EXTRACT PROVIDED:
Why The Wait?

Credit has to be given where credit is due. Over the last year important strides have been made in making NASCAR racing safer. All cars now carry on-board data recorders so NASCAR can study the forces involved in a wreck. Seat design has improved to a huge degree over the last couple years.

NASCAR began mandating all safety harnesses must be installed according to the manufacturer’s recommendations, not by a driver’s preference. Next month the Winston Cup cars will compete for the first time at a track with an impact absorbing (not soft!) wall when they visit Indianapolis.

Years down the road racing historians will probably see the adoption of head restraints, be it the HANS or the Hutchens device, as one of the three most important safety steps ever implemented in stock car racing. (With the others being the tire inner liner and the fuel cell.) I shudder to think how many fatalities might have occurred in the last two seasons were it not for the competitors deciding almost unanimously on their own to wear head restraints, and NASCAR finally adopting such devices as mandatory to save Tony Stewart, the last holdout, from himself.

But as of late, the discussion of safety, which was so dominant in this sport in the wake of the tragic loss of Dale Earnhardt last year, has gotten pushed onto the backburner. We’ve got a decent points battle to debate and handicap. We’ve got the red flag issues to get in an uproar about. Heck, we’re even hooting and hollering about Muppets.

But deep in the pit of my stomach I feel the fans, the media and the sanctioning body have gotten a little too complacent about safety lately, and I fear only in the wake of another tragedy will further progress be made.

While this NASCAR season has been death free, it has hardly been injury free. And there’s been a couple very hard hits lately. Brett Bodine’s flaming wreck at Daytona looked worse than it was, even before the evidence was destroyed by fire. Both Joe Nemechek’s Daytona wreck and Christian Elder’s Busch series qualifying wreck at ChicagoLand looked frighteningly similar to the crash that took Dale from us.

Raw records:
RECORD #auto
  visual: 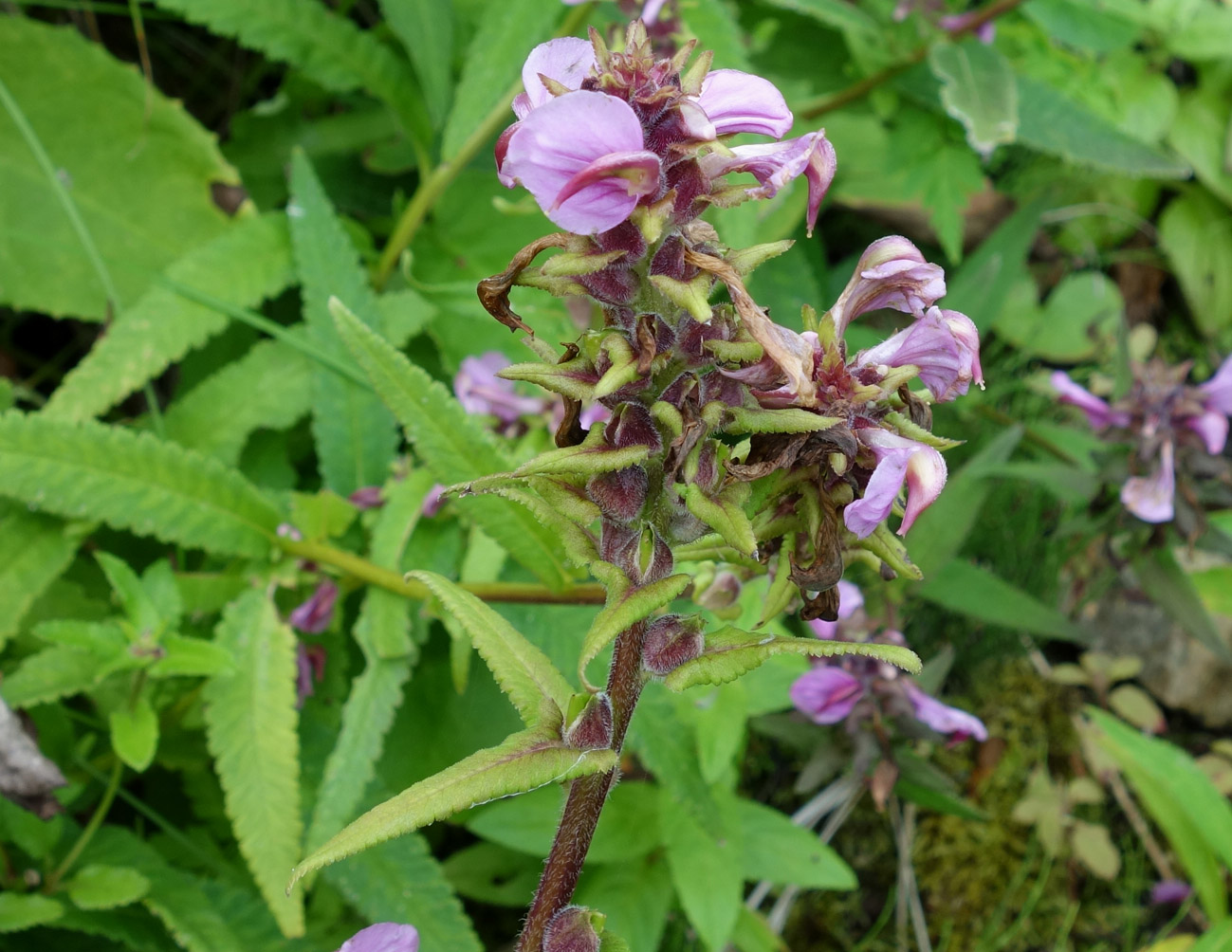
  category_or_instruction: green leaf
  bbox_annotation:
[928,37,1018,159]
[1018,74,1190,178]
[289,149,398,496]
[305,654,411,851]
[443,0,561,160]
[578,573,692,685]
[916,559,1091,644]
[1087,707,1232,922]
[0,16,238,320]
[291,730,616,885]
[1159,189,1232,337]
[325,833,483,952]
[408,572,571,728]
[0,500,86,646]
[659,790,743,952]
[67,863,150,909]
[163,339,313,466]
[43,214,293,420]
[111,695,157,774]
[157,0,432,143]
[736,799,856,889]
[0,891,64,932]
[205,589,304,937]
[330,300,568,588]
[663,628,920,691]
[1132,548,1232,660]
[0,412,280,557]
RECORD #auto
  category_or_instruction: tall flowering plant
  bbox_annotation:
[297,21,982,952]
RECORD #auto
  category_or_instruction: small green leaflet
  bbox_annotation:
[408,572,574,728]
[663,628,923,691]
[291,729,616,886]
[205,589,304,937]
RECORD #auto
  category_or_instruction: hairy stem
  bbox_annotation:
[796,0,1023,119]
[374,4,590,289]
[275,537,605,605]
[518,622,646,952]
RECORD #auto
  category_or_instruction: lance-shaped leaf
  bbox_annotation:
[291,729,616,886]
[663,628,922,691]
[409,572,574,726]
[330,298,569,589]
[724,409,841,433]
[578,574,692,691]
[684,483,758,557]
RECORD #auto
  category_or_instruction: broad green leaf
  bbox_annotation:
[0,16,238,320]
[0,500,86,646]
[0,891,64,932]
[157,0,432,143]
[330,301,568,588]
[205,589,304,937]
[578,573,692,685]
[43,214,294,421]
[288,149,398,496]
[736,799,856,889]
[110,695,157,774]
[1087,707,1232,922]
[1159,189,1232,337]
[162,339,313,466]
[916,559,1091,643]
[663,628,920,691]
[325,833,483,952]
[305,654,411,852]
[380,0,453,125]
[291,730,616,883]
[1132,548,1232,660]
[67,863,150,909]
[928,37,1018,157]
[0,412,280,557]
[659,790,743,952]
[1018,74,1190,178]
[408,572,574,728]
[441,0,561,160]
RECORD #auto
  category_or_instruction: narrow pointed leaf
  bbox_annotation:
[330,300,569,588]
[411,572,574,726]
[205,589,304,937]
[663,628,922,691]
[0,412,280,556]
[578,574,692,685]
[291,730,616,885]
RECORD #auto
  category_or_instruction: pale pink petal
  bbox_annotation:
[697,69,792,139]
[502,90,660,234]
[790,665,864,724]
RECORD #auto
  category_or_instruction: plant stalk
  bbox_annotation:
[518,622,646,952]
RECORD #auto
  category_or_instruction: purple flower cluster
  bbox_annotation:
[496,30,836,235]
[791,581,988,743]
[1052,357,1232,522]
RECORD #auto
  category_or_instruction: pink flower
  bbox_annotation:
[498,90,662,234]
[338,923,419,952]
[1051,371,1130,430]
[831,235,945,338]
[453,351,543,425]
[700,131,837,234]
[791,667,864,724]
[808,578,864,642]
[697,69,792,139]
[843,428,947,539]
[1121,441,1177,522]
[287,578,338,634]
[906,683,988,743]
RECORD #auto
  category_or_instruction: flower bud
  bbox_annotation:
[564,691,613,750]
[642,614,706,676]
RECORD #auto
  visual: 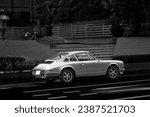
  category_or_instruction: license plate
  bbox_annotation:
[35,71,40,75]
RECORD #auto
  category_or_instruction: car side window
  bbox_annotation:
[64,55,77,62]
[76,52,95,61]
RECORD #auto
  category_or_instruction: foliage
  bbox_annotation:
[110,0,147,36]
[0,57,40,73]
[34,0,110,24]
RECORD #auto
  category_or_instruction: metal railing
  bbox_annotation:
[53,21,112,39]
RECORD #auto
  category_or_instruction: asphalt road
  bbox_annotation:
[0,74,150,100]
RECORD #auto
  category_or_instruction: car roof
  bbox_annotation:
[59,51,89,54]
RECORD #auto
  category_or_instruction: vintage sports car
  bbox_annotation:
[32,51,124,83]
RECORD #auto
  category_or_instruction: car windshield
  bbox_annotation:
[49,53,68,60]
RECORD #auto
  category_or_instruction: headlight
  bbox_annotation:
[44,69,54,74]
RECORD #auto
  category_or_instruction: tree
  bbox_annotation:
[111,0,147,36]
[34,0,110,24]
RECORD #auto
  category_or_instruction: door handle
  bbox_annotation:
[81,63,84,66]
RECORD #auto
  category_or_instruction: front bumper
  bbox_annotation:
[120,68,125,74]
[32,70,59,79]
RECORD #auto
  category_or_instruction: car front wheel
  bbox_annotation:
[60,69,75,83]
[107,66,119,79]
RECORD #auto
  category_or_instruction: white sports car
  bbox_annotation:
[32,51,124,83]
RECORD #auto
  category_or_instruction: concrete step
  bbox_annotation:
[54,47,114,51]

INSTRUCTION: Continue the column on NASCAR safety from the point where it stops.

FINAL RESULT:
And this weekend we returned to New Hampshire International Speedway, the scene of two terrible tragedies in 2000. Bob Bahre, who owns NHIS, had proposed having the SAFER wall system used during this year’s Indy 500 in place at his track prior to this weekend’s event. He was willing to pay for the improvement. But when he requested NASCAR’s permission, he, and the media were told, the SAFER system must be tailored to each individual track.

What works at Indy won’t work at NHIS or any other track on the circuit. I can accept that. But what’s being done about it. Has this gentleman visited NHIS and made his recommendations on a system suited to that venue so it can be in place before the fall race? What other Winston Cup tracks has he visited and measured? How soon will all the tracks be lined with energy absorbing walls? The answer should be, as soon as humanly possible.

The discussion of energy absorbing systems for the front of the cars, the Humpy Bumper and a competitive design using a different substance, has dropped off the radar screen. We’re told the problem with offset frontal impacts is that the engine is the first component of signifigance to hit the wall, and it doesn’t yield. So what’s being done to change that? Humpy Wheeler said he could outfit the entire field with Humpy Bumpers in time for last year’s fall Charlotte race, but NASCAR said more study was needed. OK, it’s been seven months now. When are the results of that study due, and where on the real world tests of such devices?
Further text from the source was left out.